◆ Requirement ◆
Pull out every line below that contains the string "return", copying each one in full.
## START Given entries
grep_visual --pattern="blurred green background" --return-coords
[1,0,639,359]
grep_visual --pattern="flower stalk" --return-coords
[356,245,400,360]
## END Given entries
## START Given entries
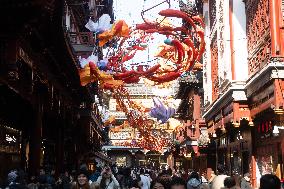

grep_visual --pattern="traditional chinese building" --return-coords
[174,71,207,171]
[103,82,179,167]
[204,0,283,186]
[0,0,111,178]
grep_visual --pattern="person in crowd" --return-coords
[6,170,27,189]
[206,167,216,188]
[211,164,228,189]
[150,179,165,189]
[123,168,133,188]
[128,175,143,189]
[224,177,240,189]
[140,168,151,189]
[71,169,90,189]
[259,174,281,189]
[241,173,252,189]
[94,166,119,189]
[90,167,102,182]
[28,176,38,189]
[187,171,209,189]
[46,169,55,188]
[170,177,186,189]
## END Given entries
◆ The result ◆
grep_visual --pattern="blurred green background" --return-coords
grep_visual --pattern="flower stalk" --return-coords
grep_visual --pattern="traditional chinese building" --return-coords
grep_visual --pattern="person in crowd" --return-coords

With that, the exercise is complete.